== RECORDS SUPPLIED ==
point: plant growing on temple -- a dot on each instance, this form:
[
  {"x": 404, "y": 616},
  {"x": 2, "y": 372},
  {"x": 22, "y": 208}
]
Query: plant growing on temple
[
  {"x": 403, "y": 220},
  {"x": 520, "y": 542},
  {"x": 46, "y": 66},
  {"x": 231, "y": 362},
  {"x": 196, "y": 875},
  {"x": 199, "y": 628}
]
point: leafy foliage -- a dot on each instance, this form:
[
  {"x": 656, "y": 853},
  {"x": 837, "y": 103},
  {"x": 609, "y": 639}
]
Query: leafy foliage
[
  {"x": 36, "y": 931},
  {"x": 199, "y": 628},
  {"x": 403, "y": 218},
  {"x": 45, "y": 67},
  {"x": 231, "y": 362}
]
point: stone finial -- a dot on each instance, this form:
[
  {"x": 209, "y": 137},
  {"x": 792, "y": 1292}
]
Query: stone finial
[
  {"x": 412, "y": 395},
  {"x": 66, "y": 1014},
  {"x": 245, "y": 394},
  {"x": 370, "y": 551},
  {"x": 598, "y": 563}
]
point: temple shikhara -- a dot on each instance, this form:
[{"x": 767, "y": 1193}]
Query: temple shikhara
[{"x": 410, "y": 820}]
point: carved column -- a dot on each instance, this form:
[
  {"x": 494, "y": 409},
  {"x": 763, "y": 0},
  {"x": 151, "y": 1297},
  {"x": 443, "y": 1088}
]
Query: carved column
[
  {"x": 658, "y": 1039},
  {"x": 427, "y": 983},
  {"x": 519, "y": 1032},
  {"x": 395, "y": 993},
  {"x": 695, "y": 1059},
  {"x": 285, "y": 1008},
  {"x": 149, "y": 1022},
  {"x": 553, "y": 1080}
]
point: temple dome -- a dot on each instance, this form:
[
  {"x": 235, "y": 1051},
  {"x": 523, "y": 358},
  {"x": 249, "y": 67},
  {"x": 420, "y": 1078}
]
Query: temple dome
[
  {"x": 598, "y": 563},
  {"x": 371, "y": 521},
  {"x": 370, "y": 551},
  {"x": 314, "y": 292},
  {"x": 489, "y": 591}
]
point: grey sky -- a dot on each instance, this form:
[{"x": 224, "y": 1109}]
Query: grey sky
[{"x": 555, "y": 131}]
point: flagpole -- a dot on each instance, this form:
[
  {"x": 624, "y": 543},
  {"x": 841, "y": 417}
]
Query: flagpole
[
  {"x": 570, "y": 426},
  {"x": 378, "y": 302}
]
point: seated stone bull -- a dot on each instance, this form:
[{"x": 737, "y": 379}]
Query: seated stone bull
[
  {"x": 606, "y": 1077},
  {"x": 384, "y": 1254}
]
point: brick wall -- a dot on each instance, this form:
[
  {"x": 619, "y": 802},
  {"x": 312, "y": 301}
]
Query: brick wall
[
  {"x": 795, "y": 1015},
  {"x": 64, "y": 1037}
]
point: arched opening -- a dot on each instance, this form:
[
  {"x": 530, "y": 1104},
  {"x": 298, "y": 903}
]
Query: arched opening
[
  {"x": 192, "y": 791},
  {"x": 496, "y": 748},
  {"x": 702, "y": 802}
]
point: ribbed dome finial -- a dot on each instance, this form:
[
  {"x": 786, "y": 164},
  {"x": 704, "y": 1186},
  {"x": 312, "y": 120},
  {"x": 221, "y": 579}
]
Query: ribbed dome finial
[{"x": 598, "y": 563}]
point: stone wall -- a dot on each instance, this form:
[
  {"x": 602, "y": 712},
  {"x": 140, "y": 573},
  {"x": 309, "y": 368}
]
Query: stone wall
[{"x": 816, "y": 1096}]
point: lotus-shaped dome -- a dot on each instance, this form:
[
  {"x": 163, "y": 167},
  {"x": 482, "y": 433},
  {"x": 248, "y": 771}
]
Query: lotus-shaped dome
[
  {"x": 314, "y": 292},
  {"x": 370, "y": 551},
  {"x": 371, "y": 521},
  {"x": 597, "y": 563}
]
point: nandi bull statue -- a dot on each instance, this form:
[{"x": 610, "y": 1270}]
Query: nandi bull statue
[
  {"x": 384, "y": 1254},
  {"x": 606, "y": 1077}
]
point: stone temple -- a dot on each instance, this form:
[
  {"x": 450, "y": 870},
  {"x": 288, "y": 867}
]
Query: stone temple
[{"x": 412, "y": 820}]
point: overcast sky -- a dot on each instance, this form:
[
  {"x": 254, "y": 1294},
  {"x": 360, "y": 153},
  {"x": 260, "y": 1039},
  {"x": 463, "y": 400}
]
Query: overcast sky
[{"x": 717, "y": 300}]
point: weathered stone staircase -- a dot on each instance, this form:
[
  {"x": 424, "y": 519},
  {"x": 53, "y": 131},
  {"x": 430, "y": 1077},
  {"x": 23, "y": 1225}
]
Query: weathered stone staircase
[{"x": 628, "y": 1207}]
===
JOB – Rewrite everything from the line containing "point: lotus-shaped dome" down to the end of the records, changing "overcast sky" to "cloudy sky" and leaving everything else the same.

ANSWER FOR THIS EXERCISE –
point: lotus-shaped dome -- a dot on each instance, this form:
[
  {"x": 163, "y": 167},
  {"x": 482, "y": 433},
  {"x": 248, "y": 771}
]
Query: lotus-shaped dome
[
  {"x": 314, "y": 292},
  {"x": 370, "y": 551},
  {"x": 371, "y": 521},
  {"x": 597, "y": 563}
]
point: nandi bull statue -- a dot on each instance, this form:
[{"x": 610, "y": 1270}]
Query: nandi bull statue
[
  {"x": 384, "y": 1254},
  {"x": 606, "y": 1077}
]
point: stone temple -- a dot on each instance, this form:
[
  {"x": 450, "y": 870},
  {"x": 288, "y": 867}
]
Query: stone temple
[{"x": 412, "y": 820}]
point: cloudy sky -- a dot on each instance, this form:
[
  {"x": 254, "y": 1294},
  {"x": 360, "y": 153},
  {"x": 260, "y": 1039},
  {"x": 463, "y": 400}
]
Query: cloudy sky
[{"x": 717, "y": 300}]
point: weathered stone staircase -- a dot on each instance, this form:
[
  {"x": 424, "y": 519},
  {"x": 53, "y": 131},
  {"x": 430, "y": 1077},
  {"x": 23, "y": 1225}
]
Query: weathered stone staircase
[{"x": 628, "y": 1207}]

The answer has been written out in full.